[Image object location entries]
——————
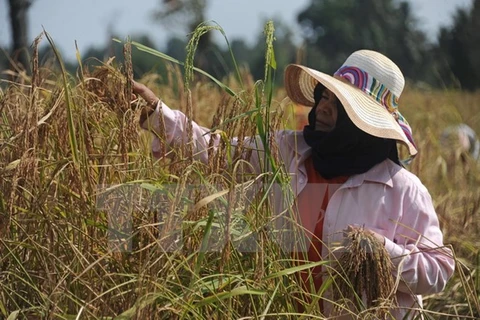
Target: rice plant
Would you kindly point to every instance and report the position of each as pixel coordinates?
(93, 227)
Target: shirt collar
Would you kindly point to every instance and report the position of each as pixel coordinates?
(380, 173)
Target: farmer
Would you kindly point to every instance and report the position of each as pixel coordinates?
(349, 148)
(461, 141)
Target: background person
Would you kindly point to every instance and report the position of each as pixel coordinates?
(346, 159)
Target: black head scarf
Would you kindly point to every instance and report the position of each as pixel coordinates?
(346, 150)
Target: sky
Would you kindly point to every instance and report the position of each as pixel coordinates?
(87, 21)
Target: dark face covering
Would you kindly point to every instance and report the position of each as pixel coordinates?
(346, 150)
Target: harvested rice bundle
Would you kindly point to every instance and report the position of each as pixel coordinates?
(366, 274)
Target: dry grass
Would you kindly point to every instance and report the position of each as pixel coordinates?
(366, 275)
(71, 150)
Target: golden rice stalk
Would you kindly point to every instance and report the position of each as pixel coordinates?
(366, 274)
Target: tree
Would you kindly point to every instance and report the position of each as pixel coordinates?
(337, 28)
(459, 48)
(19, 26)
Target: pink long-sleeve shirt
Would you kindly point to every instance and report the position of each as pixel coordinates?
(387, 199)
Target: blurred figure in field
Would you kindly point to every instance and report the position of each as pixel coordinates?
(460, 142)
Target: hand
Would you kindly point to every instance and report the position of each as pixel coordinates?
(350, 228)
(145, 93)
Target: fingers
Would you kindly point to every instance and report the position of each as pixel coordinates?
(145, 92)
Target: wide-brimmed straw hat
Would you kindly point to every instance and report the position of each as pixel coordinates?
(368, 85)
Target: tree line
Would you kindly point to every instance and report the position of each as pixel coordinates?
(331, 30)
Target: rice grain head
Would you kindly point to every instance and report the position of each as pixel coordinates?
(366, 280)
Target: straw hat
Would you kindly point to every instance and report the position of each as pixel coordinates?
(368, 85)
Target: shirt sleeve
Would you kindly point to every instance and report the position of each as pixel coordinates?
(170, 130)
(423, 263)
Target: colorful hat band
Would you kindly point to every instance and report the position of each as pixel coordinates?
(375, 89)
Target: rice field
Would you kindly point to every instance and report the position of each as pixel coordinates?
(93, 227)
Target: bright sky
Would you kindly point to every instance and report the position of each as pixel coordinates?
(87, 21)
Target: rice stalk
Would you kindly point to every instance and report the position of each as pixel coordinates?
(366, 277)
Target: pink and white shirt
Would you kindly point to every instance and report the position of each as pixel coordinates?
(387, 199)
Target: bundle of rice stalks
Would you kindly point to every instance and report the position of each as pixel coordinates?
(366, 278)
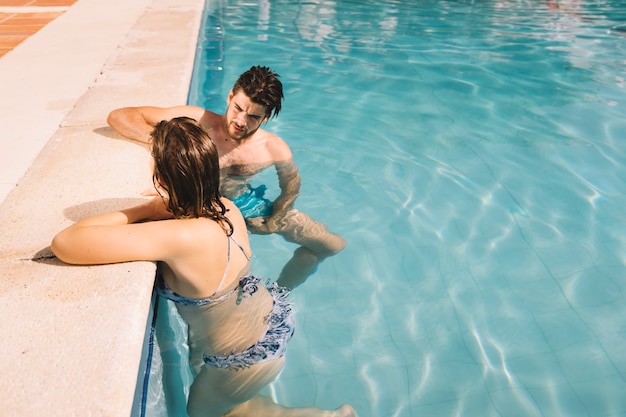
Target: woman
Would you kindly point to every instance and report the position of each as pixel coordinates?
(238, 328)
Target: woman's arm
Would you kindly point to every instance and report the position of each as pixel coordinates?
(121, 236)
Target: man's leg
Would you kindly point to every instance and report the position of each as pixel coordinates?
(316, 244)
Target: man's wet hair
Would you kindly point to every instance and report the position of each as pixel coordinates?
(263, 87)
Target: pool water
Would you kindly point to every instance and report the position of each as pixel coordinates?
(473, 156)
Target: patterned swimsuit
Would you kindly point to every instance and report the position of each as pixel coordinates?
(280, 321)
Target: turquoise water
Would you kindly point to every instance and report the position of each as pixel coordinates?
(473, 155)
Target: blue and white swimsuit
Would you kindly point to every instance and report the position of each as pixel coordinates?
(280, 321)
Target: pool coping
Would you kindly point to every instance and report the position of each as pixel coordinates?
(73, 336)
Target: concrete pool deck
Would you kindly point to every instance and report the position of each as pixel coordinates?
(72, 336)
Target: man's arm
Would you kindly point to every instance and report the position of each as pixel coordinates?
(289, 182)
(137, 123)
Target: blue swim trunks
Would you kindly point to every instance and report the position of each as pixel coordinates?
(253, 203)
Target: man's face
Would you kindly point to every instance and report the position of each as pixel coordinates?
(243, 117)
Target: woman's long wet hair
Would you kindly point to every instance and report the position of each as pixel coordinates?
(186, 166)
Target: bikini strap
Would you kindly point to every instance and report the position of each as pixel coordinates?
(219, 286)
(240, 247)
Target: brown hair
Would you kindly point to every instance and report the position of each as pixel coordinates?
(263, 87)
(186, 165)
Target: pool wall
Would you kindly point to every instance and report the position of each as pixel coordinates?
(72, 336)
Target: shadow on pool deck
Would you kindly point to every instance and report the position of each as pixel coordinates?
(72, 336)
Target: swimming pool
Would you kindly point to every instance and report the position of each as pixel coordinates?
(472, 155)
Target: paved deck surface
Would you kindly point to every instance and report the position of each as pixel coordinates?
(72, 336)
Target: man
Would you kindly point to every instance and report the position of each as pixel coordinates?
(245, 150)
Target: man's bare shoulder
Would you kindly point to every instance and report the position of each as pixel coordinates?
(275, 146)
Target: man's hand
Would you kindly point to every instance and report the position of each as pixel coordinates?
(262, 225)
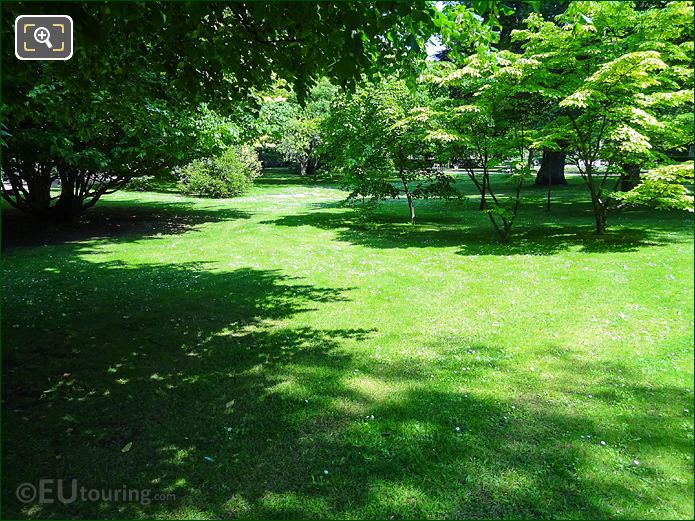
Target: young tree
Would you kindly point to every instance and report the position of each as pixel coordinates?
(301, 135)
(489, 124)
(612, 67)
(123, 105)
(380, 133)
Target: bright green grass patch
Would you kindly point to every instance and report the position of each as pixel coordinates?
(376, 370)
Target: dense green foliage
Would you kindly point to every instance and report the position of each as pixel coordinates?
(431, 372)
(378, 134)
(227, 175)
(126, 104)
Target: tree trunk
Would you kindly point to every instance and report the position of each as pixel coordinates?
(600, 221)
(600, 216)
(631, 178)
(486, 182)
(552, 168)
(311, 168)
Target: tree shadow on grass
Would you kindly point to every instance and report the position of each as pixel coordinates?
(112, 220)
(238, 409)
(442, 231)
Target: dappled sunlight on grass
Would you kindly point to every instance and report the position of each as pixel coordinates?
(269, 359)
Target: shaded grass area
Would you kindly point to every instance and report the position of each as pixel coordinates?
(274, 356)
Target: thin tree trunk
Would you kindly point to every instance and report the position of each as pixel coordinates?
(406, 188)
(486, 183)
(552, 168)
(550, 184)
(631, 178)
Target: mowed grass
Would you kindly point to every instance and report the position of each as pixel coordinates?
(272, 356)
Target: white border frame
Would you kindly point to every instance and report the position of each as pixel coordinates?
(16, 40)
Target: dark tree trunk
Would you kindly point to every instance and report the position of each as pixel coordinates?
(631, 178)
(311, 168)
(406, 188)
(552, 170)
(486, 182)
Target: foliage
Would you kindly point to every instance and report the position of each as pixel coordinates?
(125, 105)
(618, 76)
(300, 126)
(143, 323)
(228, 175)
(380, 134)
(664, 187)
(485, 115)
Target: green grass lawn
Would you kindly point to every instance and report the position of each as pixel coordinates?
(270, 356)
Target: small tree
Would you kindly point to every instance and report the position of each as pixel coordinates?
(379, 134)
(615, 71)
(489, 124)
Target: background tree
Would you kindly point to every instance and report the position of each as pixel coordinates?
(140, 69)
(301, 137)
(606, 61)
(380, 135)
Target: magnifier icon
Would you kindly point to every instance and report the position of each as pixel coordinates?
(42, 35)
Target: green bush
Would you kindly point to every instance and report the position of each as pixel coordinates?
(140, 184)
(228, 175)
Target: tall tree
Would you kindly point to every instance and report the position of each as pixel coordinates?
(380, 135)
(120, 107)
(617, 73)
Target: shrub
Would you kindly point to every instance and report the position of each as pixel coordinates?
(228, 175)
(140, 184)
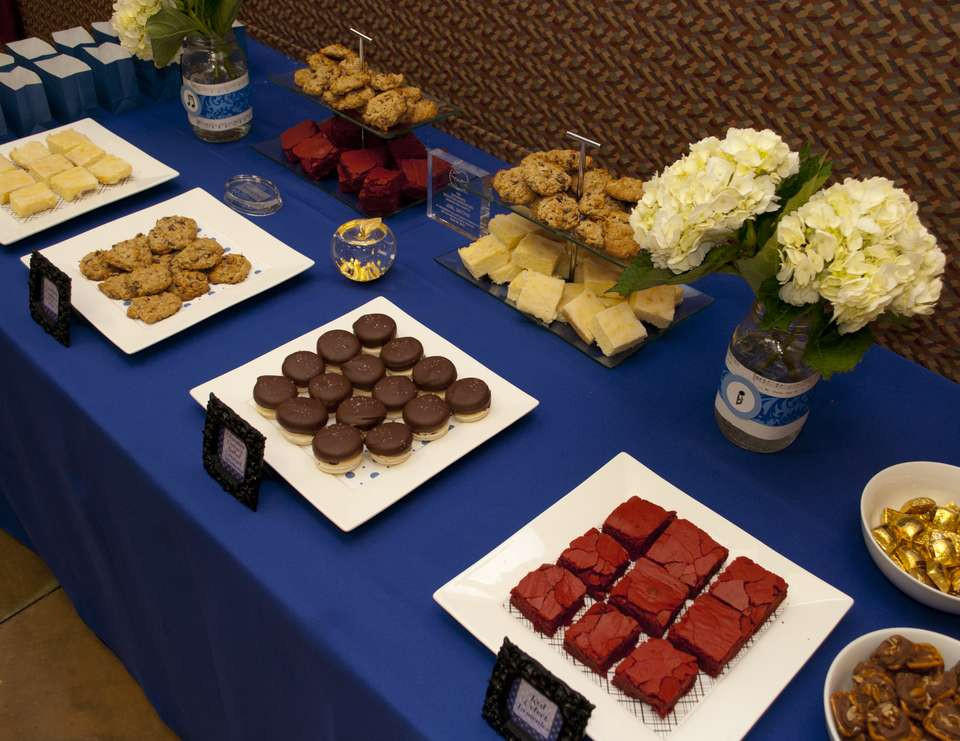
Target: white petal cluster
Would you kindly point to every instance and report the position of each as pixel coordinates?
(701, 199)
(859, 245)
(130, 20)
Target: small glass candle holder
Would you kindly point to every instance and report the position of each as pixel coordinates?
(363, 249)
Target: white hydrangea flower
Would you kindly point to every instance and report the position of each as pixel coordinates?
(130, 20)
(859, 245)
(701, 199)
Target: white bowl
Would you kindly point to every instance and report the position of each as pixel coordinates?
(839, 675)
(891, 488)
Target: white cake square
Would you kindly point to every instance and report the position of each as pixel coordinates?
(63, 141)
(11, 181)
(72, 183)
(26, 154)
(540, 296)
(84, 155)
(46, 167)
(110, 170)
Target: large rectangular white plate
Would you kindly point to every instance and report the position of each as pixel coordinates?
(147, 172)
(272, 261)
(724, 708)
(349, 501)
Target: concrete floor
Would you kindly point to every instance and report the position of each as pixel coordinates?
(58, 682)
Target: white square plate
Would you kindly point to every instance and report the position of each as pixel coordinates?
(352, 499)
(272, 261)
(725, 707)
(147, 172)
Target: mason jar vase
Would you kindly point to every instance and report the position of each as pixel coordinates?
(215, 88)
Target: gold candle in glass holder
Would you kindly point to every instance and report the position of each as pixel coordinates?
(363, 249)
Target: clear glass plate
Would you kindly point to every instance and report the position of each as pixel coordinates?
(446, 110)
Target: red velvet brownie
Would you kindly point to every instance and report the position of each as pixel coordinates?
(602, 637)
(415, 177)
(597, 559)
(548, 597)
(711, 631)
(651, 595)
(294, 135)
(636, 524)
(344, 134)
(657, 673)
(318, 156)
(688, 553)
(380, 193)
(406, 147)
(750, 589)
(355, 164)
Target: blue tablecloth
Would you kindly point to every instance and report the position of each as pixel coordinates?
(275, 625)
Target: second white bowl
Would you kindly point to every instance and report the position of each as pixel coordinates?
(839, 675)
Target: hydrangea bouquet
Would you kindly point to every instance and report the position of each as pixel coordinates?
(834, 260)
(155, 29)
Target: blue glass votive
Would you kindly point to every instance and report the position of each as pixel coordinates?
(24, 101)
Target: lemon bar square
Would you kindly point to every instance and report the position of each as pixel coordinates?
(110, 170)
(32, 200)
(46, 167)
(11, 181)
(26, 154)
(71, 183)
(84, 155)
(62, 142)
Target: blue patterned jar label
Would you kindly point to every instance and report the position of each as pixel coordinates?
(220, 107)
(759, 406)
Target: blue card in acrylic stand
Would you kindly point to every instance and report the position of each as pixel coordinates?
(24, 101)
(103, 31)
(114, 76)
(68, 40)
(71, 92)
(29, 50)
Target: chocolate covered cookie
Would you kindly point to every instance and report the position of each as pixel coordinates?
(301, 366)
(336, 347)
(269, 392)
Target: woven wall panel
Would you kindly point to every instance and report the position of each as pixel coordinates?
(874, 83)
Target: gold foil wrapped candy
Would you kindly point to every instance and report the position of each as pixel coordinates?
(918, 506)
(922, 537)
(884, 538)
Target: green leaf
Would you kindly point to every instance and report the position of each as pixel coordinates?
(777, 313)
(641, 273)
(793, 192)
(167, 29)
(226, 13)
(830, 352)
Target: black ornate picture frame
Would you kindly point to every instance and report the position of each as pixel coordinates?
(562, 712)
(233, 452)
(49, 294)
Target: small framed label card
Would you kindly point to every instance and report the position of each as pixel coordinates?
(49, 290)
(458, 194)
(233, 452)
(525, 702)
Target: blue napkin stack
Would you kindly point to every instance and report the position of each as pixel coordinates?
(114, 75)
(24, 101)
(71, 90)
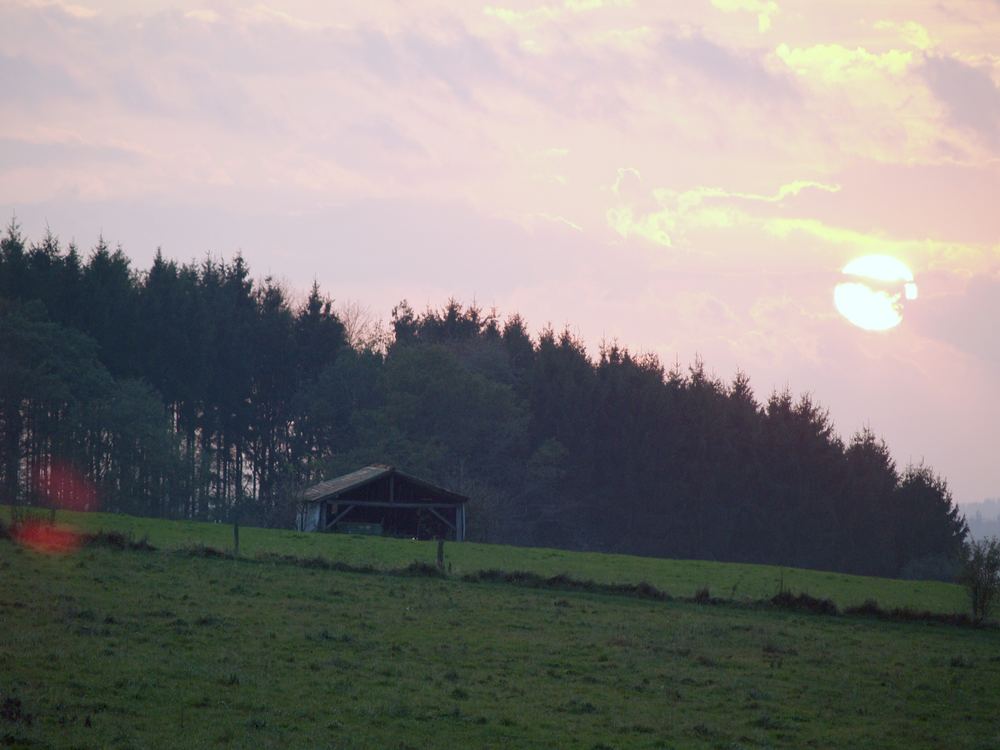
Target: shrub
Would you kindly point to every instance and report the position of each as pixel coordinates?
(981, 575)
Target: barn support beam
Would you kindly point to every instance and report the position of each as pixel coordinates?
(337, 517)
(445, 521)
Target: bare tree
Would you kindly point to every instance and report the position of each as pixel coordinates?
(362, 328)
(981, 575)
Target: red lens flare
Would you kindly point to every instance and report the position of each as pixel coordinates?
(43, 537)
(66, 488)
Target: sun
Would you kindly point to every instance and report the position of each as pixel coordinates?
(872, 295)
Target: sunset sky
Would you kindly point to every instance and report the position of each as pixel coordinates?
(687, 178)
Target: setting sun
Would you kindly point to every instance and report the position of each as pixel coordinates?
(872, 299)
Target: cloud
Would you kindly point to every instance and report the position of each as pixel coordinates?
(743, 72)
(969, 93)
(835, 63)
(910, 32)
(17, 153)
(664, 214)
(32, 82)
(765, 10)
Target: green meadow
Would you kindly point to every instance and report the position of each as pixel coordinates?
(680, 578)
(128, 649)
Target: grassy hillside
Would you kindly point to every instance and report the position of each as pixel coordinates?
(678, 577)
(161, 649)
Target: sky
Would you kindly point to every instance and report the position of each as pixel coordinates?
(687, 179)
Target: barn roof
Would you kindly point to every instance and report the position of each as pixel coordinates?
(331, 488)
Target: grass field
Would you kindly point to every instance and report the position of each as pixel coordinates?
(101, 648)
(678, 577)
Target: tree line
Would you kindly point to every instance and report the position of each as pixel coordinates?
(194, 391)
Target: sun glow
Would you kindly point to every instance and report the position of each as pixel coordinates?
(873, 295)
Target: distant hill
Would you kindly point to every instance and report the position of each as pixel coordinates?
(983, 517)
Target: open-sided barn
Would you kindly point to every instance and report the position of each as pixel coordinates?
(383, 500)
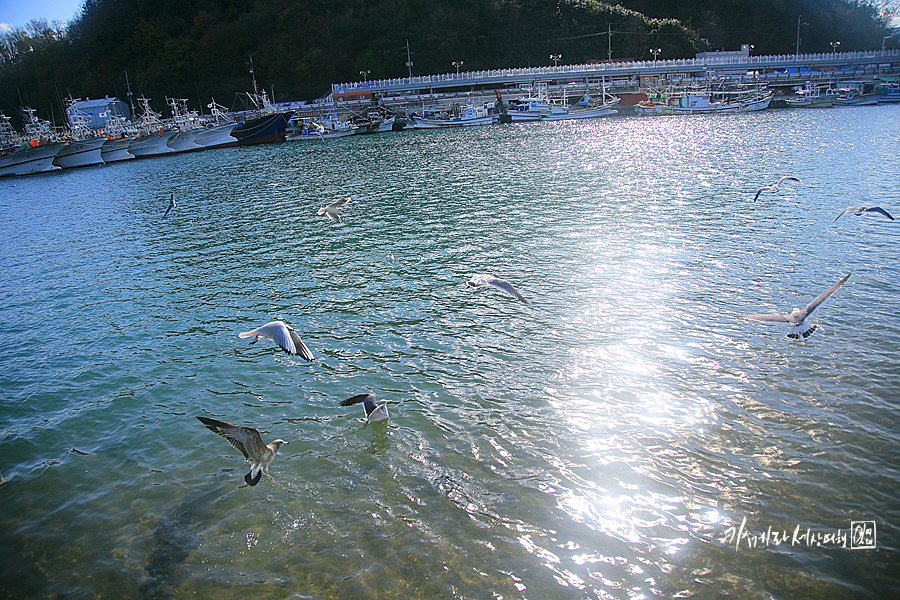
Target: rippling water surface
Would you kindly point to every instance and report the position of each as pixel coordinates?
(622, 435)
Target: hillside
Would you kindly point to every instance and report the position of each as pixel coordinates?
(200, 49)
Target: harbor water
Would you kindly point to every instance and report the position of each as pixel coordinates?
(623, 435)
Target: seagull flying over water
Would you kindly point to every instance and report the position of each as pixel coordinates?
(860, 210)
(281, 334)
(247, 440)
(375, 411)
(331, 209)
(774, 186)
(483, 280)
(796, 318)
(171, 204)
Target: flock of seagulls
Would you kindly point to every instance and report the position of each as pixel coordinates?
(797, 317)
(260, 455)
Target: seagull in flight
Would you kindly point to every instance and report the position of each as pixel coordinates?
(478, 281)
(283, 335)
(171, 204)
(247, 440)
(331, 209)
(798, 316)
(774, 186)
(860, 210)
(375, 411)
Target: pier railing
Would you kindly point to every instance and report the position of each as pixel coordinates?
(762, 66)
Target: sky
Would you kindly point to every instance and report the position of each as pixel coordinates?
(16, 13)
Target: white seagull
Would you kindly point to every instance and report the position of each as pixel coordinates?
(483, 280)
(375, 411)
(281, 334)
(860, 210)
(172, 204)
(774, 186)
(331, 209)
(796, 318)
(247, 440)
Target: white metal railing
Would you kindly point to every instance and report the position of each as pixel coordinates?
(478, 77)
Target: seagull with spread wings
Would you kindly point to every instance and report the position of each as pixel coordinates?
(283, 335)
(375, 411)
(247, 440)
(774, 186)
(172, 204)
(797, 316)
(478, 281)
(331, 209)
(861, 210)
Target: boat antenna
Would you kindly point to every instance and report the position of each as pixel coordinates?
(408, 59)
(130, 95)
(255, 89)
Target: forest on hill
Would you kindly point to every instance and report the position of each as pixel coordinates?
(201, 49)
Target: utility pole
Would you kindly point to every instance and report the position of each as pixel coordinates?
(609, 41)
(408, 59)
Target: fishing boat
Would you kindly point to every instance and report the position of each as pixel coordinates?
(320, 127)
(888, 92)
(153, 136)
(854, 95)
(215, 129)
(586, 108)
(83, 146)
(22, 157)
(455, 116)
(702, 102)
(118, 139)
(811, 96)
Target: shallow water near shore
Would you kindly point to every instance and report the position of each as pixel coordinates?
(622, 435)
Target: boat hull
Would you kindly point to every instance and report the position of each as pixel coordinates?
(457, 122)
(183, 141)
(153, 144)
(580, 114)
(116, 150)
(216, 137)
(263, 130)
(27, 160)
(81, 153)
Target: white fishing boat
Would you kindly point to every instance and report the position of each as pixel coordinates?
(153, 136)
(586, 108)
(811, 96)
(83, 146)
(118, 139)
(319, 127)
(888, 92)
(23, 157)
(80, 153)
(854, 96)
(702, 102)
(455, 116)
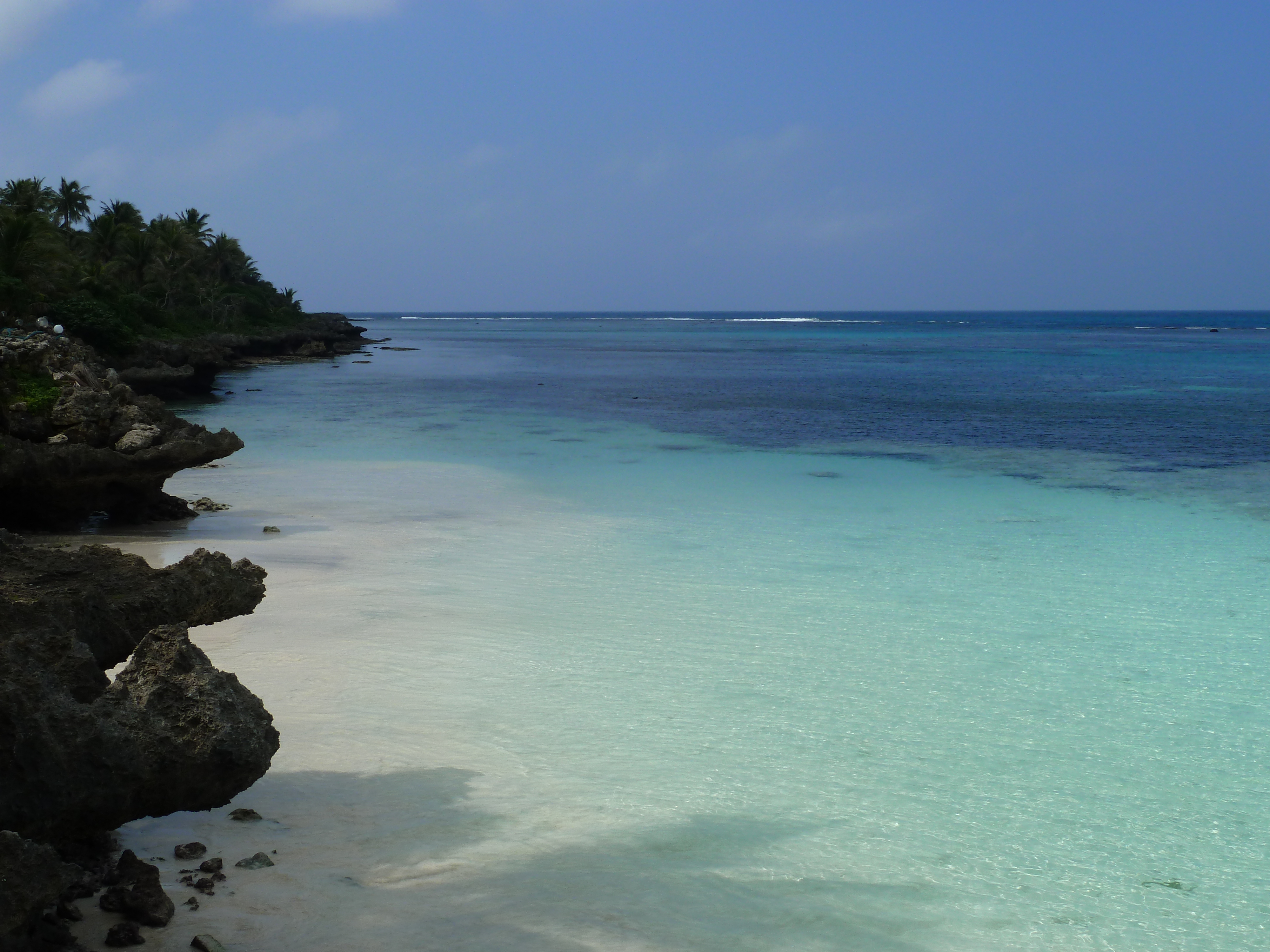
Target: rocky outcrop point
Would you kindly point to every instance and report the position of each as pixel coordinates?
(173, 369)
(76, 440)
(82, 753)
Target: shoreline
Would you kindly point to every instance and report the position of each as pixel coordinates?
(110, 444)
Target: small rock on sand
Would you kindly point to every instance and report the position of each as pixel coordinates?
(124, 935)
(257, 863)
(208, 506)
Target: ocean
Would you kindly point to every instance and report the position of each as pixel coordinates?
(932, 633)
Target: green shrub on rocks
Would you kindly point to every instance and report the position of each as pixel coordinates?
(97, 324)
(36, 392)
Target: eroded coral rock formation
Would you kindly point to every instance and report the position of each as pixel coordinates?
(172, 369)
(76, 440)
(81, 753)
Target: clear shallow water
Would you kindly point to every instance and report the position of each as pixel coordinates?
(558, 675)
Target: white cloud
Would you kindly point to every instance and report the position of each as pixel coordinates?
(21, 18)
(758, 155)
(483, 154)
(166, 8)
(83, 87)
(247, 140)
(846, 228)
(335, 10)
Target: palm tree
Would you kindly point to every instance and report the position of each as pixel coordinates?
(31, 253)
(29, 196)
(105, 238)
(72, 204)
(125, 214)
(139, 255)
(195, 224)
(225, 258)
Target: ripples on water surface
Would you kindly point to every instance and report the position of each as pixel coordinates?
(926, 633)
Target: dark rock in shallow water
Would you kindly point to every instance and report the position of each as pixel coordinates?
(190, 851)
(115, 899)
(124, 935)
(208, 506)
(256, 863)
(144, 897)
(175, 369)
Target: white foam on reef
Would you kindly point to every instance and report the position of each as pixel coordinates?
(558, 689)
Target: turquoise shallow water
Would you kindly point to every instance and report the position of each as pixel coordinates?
——————
Begin with the line that contains "Target: ripples on water surface" and quote each line after it exactly, stopping after the last line of the data.

Target: ripples on water surface
Would you kindly point to every instance and report the position of each as pixel coordinates?
(926, 633)
Target: dark rock in shallow water
Would you kindly point to every instance and report the position of each as pixel coordinates?
(190, 851)
(115, 899)
(124, 935)
(208, 506)
(256, 863)
(144, 897)
(175, 369)
Target: white foam on reef
Would you kindly point to every instance and report the position of each as pixel coordinates?
(558, 689)
Target: turquoise shallow water
Would you kindly point to every instance and report the position of each as pixel coordinates?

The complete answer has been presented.